What is required = Format every one of the lines below as a numbered list, skipping blank lines. Leave the pictures out of your answer.
***** Provided data *****
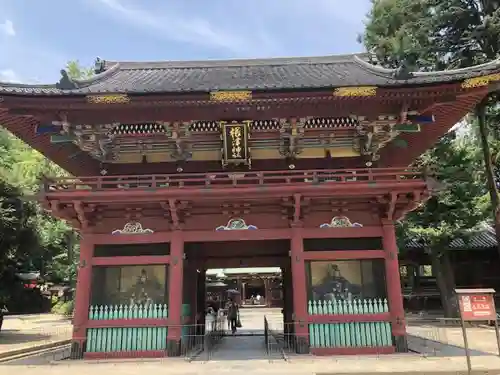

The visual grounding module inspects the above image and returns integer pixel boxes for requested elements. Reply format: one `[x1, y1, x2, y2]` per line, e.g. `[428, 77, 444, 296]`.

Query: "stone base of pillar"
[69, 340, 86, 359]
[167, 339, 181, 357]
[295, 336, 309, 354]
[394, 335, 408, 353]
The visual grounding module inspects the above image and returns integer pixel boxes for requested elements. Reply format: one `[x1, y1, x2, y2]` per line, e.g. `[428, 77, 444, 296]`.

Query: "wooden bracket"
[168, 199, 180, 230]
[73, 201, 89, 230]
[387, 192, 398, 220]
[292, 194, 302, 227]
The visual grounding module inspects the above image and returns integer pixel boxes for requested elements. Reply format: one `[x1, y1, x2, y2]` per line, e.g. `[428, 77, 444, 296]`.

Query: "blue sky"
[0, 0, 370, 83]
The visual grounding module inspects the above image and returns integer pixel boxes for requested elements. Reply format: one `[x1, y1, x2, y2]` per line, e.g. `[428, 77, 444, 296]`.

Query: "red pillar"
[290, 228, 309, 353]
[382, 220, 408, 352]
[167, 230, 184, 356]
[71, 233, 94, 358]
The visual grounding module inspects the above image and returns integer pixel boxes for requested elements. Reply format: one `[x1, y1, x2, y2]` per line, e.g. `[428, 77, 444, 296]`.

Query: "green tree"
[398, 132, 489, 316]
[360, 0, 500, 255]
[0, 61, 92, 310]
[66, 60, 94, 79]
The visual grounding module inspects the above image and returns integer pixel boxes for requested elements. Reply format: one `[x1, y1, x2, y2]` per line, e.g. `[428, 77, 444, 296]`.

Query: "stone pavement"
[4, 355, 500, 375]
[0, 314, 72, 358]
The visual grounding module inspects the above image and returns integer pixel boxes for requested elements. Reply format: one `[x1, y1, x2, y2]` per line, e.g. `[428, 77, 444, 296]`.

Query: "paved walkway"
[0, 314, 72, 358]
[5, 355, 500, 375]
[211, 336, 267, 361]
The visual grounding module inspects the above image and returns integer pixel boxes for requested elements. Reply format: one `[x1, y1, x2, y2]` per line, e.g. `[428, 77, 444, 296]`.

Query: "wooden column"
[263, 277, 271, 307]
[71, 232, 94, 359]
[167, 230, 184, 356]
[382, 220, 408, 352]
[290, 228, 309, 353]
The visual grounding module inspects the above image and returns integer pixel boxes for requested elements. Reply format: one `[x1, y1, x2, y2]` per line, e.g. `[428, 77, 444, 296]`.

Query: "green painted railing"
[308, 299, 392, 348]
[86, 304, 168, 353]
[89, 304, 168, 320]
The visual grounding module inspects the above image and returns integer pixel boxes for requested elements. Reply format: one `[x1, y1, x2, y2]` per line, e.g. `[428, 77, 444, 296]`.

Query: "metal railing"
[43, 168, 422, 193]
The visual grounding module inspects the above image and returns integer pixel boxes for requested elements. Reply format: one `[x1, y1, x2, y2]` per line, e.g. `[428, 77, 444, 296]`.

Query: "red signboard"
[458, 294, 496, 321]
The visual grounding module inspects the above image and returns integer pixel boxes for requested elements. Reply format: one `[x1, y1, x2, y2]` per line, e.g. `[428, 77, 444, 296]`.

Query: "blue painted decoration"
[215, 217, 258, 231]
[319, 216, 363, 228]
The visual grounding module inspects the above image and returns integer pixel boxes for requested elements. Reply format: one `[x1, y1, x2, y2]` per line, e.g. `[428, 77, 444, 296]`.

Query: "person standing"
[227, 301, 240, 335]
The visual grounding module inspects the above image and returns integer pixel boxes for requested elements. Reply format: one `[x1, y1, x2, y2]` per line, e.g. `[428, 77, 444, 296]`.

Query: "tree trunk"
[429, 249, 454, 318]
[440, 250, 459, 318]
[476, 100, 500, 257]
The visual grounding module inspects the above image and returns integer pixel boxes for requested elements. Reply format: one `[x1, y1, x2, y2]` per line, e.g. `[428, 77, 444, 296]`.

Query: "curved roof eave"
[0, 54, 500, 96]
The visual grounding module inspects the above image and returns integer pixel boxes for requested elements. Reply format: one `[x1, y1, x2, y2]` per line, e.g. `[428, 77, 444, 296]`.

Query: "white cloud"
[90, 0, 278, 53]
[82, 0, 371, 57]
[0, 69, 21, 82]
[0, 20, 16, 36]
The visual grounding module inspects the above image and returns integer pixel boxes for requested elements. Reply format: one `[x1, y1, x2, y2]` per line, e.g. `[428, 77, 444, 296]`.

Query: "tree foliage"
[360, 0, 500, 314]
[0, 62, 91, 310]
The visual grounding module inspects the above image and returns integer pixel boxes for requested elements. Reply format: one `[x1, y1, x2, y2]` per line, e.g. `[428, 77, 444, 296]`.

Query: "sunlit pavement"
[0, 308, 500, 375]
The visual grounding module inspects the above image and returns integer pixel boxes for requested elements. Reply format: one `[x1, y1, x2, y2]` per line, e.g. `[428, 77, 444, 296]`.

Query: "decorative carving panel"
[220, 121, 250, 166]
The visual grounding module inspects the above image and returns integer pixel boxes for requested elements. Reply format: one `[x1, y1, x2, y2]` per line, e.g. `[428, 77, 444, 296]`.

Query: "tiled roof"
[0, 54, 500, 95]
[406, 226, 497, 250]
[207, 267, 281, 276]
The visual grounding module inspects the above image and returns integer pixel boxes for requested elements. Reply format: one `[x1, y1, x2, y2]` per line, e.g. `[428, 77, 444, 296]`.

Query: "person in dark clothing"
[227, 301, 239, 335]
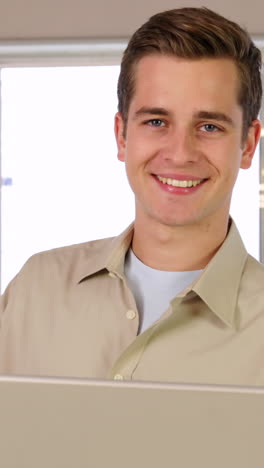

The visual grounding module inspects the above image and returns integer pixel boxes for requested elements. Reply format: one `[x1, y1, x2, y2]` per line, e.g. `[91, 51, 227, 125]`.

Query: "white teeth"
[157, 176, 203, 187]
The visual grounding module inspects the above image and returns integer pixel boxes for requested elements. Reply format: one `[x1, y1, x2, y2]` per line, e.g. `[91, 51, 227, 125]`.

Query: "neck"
*****
Output for this exercise =
1. The visual grounding module inspects the above image and returns integer pixel boxes for requested elements. Reply format: one `[x1, y1, x2, y2]` per line, e.g. `[428, 77, 444, 296]`.
2. Query: "stone base of pillar"
3. [69, 340, 86, 359]
4. [167, 339, 181, 357]
5. [295, 336, 309, 354]
6. [394, 335, 408, 353]
7. The visual grounding module inspects the above image and returns integer pixel boxes for requested elements. Reply format: one `[x1, y1, x2, y2]` per line, e.g. `[428, 77, 444, 296]`.
8. Query: "wooden bracket"
9. [168, 199, 180, 230]
10. [73, 201, 89, 230]
11. [387, 192, 398, 220]
12. [292, 194, 302, 227]
13. The visual grounding module inspects the above image and returns integer pixel boxes for requested elements. Reply format: one `[x1, y1, x2, y2]` per line, e.g. `[428, 77, 444, 296]`.
14. Query: "blue sky"
15. [0, 0, 370, 83]
16. The visual grounding module inspects the above image and returns integer pixel boxes for requested elements. Reply format: one `[x1, y1, x2, y2]` per line, e.g. `[428, 77, 444, 296]`.
17. Query: "red pillar"
18. [290, 228, 309, 353]
19. [382, 220, 408, 352]
20. [167, 230, 184, 356]
21. [71, 233, 94, 358]
22. The visual grounding module inspects the above image and returns integer pixel boxes for requested elements. Reply format: one `[x1, y1, x2, y2]` per line, e.g. `[428, 77, 444, 296]`.
23. Query: "green tree"
24. [398, 132, 489, 316]
25. [360, 0, 500, 255]
26. [0, 61, 92, 310]
27. [66, 60, 94, 79]
28. The visual grounding module inspects the above image and returns integer pixel boxes for requested elements. Reply format: one `[x1, y1, x2, y2]` per line, e.g. `[428, 77, 444, 296]`.
29. Query: "stone pavement"
30. [4, 355, 500, 375]
31. [0, 314, 72, 358]
32. The visual grounding module inspects the above image and returns integer pixel boxes for requested elements. Reply format: one `[x1, y1, x2, y2]` per line, e.g. `[428, 77, 444, 296]`.
33. Query: "paved walkway"
34. [0, 314, 72, 358]
35. [5, 355, 500, 375]
36. [211, 336, 267, 361]
37. The visual grounding module inspects the above image and returns integer pixel boxes for requested elements. Reply format: one `[x1, y1, x2, y2]` per line, e.g. `[428, 77, 444, 296]`.
38. Query: "wooden column"
39. [263, 277, 271, 307]
40. [71, 232, 94, 359]
41. [167, 230, 184, 356]
42. [382, 220, 408, 352]
43. [290, 228, 309, 353]
44. The visual grounding module inspects the above image and returns integer pixel boxes for requested elements. Reply format: one `[x1, y1, x2, y2]` per line, e.g. `[428, 77, 444, 296]`.
45. Query: "green painted railing"
46. [308, 299, 392, 348]
47. [86, 304, 168, 353]
48. [89, 304, 168, 320]
49. The visual grounding module inspects the above image and returns integer pixel boxes for requested elements. Reply format: one `[x1, y1, x2, y2]` per line, e.g. `[428, 77, 444, 296]`.
50. Query: "metal railing"
51. [43, 168, 422, 193]
52. The visual grounding module inspects the above image and returns integer pixel boxes for requested elements. Reply format: one `[x1, y1, x2, y2]` per line, e.g. `[428, 77, 444, 296]`.
53. Query: "red signboard"
54. [458, 294, 496, 321]
55. The visual grounding module inspects the above image and returns integer pixel boxes for requested elements. Reply format: one `[x1, y1, x2, y2]` per line, e.g. `[428, 77, 444, 296]`.
56. Query: "blue painted decoration"
57. [215, 217, 258, 231]
58. [319, 216, 363, 228]
59. The visual grounding module inspects the above image and returns integer pixel boxes for requested elements. Reply format: one `[x1, y1, x2, y2]` per line, e.g. `[428, 77, 444, 296]`.
60. Query: "person standing"
61. [227, 301, 240, 335]
62. The visual grounding module inspects the above image and returns integer pixel boxes for requested elements. Reply format: one `[x1, y1, x2, y2]` per line, e.g. `[428, 77, 444, 296]`.
63. Query: "tree trunk"
64. [429, 249, 454, 318]
65. [440, 250, 459, 318]
66. [476, 100, 500, 257]
67. The visual grounding module inspects the above image and returns integer pixel boxes for requested elements. Reply format: one `[x1, y1, x2, y2]` per line, e.g. `[428, 77, 444, 296]`.
68. Query: "curved roof eave"
69. [0, 54, 500, 96]
70. The visual grounding module inspects the above image and returns integer pixel boxes for requested elements. Reply format: one `[x1, y1, x2, y2]` per line, e.g. `[428, 77, 444, 296]`.
71. Query: "white cloud"
72. [90, 0, 278, 53]
73. [82, 0, 371, 57]
74. [0, 69, 21, 82]
75. [0, 20, 16, 36]
76. The visual grounding module inspects the above image and returns integer pixel boxes for requested elements. Reply format: one `[x1, y1, x2, y2]` per line, e.g. `[428, 77, 444, 296]`.
77. Query: "tree foliage"
78. [360, 0, 500, 314]
79. [0, 62, 91, 310]
80. The visual grounding module inspects the above image and returns integer pixel boxes for requested elements. Reply format: one `[x1, y1, x2, y2]` per line, e.g. `[428, 77, 444, 296]`.
81. Query: "sunlit pavement"
82. [0, 308, 500, 375]
83. The visual grounding module inspects the above image and returns integer pixel boxes for requested elements. Reply format: one `[x1, y1, x2, y2]` per line, e.g. `[428, 77, 444, 296]`.
84. Query: "decorative carving panel"
85. [220, 121, 250, 166]
86. The visual grounding module inspects the above image and returns integer pixel boxes for requested elements. Reply format: one `[x1, y1, x2, y2]` per line, e.g. `[428, 77, 444, 296]`.
87. Query: "tiled roof"
88. [0, 54, 500, 95]
89. [406, 226, 497, 250]
90. [207, 267, 281, 276]
91. The visual grounding module inspects the above image and returns integer pixel boxes for requested elements. Reply format: one `[x1, y1, x2, y2]` per line, e.g. `[428, 77, 444, 296]`.
92. Query: "person in dark clothing"
93. [227, 301, 239, 335]
94. The visual grounding module inspects the above image and returns integer pixel boxes for requested elements. Reply format: one `[x1, y1, x2, y2]` per line, e.g. `[91, 51, 227, 125]`.
95. Query: "white teeth"
96. [157, 176, 203, 187]
97. The visual grounding module inspects the above image and returns integer pixel boxes for requested elements. Reply format: one `[x1, y1, x2, y2]` per line, e.g. `[91, 51, 227, 125]`.
98. Query: "neck"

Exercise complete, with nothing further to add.